---- SELECTED PASSAGE

Addressing the Love / Hate relationship with energy infrastructure

It’s a curious quirk of modern placemaking: the same communities who campaign passionately to preserve our monumental cooling towers, redundant power stations and other infrastructure often oppose, with equal fervour, the development of new homes or clean energy infrastructure.

Could understanding this contradiction be the key to delivering both the homes and the power that modern society increasingly depends upon, and can we learn from the rare success stories?
Once reviled as the gritty emblems of industrialisation, structures such as Bankside and Battersea Power Stations have been reborn in the public imagination, celebrated for their heritage, visual drama and cultural cachet.

There are examples throughout the country of local groups seeking to retain disused cooling towers, seeing them as iconic features of the landscape rather than the eyesores which they might have been considered in the past.

COMMUNITY PUSHBACK

And yet, many of the same communities often push back against new energy proposals, whether solar farms, battery storage systems, power lines or onshore wind.

These are cleaner, more efficient and more essential to our net zero future and energy security goals, but they often come up against a deep vein of local resistance.

It is a paradox that planners and policymakers must grapple with, particularly as demand for energy increases and the planning system strains under the weight of objection and delay.

INFRASTRUCTURE BACKBONE

Much like the factories and canals of the industrial revolution, much of the infrastructure of today – data centres, energy hubs, solar arrays and electricity transmission corridors – are the lifeblood of the digital and decarbonised economy.

The demand for reliable, high-capacity energy is growing fast. Our IT-reliant lives, from online meetings to electric vehicles, are heavily dependent on power. Data centres in particular consume vast amounts of energy and they are proliferating across the UK.

The power outage at Heathrow earlier this year and Spain’s recent national blackout are a reminder not only of how we take our power systems for granted but also of how fragile these can be.

If the UK is to remain economically competitive and technologically resilient, our power supply and networks must not only be clean but secure, stable and sufficiently scaled.

SITE SELECTION CHALLENGE

In the 1990s, energy transformation was a quiet evolution. Coal was replaced with gas – remember the ‘dash for gas’? – but much of the new infrastructure used the same sites and networks, with the new plants located on mostly brownfield, already industrialised sites less likely to trigger a community reaction.

Today, renewable energy requires a different configuration. Onshore wind turbines and solar farms typically need expansive, often greenfield sites.

Battery Energy Storage Systems, although relatively compact, are new and unfamiliar to many. Linear infrastructure such as overhead power lines, inevitably spans wide rural areas, often cutting across regions where house prices are high and the perceived value of landscape is greater.

Calls to locate power infrastructure along transport corridors or existing linear routes are common but often prove to be impractical.

Unlike the road or rail networks, which typically radiate from cities and centres of population, the energy network must serve a broader national grid.

Offshore wind farms generate power in remote marine locations – far from the demand centres – requiring extensive onshore connections across sensitive landscapes.

That said, there are some situations, albeit now rare, in which industrial sites can offer opportunities.

--------
---- STORED DATA

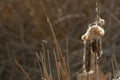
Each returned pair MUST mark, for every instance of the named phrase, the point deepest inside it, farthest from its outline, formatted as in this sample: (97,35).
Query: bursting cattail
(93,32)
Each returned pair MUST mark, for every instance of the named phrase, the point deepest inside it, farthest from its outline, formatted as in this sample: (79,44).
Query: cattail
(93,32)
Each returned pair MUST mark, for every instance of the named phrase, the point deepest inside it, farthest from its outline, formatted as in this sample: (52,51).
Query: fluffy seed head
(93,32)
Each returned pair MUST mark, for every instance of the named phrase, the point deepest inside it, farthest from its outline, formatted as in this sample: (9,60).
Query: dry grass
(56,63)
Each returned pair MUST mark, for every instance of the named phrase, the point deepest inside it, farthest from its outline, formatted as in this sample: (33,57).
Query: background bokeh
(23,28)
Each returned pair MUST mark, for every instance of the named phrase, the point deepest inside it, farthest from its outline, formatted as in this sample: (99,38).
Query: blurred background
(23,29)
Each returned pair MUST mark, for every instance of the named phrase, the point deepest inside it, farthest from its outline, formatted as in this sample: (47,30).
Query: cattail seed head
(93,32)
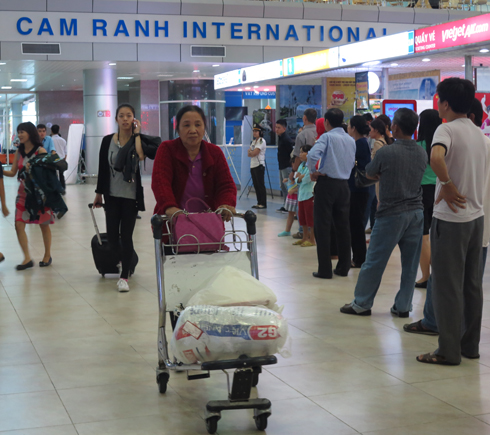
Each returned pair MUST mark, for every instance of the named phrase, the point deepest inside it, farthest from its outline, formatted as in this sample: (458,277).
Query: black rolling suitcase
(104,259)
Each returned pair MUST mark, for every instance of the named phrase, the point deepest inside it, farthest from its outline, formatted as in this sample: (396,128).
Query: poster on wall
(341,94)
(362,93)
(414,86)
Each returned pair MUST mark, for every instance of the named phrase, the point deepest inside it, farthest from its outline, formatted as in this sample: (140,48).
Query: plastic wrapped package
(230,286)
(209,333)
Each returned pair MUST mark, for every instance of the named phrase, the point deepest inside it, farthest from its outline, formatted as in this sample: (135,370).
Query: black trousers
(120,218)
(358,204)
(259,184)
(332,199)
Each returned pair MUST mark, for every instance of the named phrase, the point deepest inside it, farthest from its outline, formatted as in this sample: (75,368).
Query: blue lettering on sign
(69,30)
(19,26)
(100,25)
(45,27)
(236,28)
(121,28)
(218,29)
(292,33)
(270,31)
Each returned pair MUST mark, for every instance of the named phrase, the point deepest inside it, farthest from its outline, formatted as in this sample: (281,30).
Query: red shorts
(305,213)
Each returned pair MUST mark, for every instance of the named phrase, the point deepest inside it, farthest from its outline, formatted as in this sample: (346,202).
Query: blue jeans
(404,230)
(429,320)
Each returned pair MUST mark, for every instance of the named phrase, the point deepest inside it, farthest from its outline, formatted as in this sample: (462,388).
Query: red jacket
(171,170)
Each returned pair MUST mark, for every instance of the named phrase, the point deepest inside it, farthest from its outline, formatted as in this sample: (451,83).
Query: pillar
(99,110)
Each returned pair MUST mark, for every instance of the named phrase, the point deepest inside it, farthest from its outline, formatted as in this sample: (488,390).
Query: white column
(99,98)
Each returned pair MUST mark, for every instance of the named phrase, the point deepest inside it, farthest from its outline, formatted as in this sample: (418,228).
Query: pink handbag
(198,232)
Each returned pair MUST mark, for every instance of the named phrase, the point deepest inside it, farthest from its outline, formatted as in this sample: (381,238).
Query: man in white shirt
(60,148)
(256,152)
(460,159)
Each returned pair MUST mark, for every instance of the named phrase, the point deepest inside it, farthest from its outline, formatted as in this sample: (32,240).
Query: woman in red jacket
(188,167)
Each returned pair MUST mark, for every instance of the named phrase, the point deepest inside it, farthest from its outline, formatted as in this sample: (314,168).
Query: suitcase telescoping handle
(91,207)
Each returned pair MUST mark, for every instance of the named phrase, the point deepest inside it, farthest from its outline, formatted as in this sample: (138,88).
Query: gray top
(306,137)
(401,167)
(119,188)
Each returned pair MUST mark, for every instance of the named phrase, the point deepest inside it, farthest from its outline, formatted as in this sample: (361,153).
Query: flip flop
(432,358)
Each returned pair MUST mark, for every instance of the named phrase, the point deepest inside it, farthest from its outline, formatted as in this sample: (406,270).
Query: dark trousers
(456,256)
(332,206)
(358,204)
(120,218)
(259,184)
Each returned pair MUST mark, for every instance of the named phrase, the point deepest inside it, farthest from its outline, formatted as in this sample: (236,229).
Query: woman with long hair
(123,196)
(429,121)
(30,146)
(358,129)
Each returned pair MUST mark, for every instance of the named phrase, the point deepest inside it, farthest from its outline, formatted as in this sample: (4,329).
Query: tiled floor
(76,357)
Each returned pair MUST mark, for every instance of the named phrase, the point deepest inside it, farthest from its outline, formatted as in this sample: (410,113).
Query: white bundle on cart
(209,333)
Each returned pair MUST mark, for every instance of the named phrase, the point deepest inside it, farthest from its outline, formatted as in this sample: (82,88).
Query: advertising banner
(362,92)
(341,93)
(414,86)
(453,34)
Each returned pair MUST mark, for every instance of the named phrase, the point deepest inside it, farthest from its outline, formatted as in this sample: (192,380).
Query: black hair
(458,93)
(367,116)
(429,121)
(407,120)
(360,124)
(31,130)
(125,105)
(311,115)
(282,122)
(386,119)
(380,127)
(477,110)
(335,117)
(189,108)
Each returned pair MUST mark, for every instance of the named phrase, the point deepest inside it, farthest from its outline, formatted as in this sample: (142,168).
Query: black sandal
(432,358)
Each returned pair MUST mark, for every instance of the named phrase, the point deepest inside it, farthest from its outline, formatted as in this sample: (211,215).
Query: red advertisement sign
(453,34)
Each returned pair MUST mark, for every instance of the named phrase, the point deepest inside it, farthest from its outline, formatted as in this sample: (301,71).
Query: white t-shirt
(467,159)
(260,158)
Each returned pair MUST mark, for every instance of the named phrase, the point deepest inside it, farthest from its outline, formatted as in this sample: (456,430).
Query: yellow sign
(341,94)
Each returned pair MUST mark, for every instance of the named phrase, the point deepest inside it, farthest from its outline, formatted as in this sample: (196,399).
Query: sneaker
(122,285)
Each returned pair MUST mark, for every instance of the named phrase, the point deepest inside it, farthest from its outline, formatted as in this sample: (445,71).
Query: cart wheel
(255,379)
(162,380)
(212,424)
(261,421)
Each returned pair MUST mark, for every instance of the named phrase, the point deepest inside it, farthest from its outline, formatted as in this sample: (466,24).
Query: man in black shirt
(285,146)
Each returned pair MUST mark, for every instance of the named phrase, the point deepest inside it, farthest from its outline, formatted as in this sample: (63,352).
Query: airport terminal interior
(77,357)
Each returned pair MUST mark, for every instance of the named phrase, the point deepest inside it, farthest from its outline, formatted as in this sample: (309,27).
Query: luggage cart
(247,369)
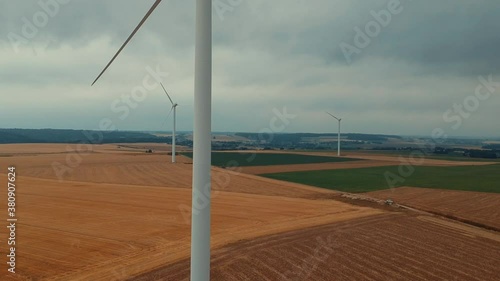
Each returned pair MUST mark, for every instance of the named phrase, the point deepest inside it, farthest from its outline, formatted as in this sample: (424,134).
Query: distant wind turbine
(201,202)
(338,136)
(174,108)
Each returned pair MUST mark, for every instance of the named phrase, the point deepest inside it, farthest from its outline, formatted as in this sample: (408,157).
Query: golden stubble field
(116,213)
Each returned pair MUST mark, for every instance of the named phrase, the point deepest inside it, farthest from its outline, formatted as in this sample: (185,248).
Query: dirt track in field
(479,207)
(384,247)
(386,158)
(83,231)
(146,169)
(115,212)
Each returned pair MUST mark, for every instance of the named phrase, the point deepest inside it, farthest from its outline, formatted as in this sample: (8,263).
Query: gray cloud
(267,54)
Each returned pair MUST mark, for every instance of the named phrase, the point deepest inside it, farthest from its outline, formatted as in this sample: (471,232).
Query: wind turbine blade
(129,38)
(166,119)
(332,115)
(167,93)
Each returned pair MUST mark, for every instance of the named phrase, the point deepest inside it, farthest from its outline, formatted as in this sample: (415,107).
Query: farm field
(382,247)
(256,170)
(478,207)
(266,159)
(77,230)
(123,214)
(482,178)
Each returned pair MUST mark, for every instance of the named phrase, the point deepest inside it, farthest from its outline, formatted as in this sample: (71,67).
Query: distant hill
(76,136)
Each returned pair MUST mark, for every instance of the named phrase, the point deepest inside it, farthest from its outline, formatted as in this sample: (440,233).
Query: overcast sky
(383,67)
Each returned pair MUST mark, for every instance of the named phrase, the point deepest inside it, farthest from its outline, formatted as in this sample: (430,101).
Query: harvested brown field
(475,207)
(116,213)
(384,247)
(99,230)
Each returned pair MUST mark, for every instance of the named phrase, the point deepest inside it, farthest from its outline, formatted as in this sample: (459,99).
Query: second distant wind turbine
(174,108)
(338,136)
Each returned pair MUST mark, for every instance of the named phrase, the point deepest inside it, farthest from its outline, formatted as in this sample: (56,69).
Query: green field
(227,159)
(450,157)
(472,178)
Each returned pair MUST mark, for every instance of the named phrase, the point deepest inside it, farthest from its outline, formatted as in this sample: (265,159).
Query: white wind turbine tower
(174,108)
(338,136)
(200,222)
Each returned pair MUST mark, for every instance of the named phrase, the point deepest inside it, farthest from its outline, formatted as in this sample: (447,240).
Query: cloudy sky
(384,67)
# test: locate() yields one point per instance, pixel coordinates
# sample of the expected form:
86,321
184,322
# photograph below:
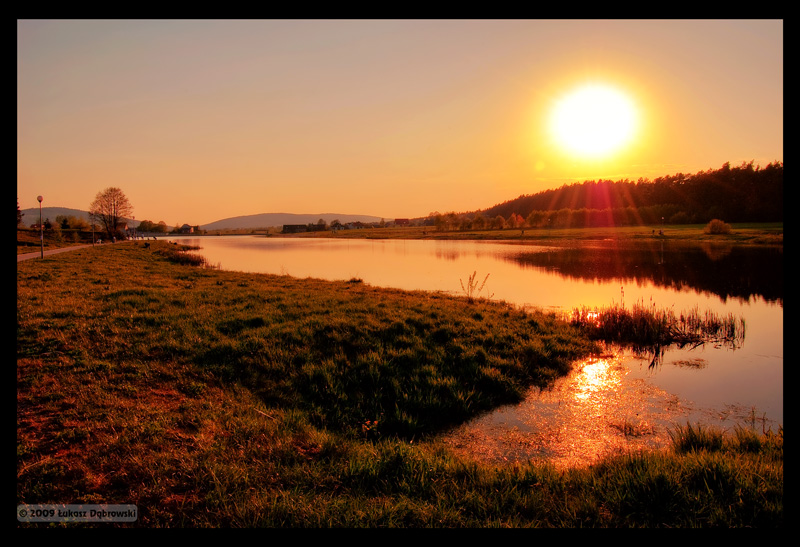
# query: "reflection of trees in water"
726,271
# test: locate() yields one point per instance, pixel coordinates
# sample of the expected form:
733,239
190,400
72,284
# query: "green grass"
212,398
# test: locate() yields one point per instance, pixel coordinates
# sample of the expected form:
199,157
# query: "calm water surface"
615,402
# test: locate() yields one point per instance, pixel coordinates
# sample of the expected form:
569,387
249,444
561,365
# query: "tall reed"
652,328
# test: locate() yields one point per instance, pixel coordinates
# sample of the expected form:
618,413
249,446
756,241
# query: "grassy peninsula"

--------

TASK DETAILS
Decide whether each statement below agrees with the energy infrastructure text, answering yes or no and quoting the words of the text that settle it: (a) In the 1990s, the new gas plants were mostly placed on greenfield sites. (b) Battery Energy Storage Systems are described as relatively compact. (c) Offshore wind farms generate power close to the demand centres.

RESPONSE TO THE EXERCISE
(a) No: "with the new plants located on mostly brownfield, already industrialised sites"
(b) Yes: "Battery Energy Storage Systems, although relatively compact, are new and unfamiliar to many."
(c) No: "Offshore wind farms generate power in remote marine locations – far from the demand centres"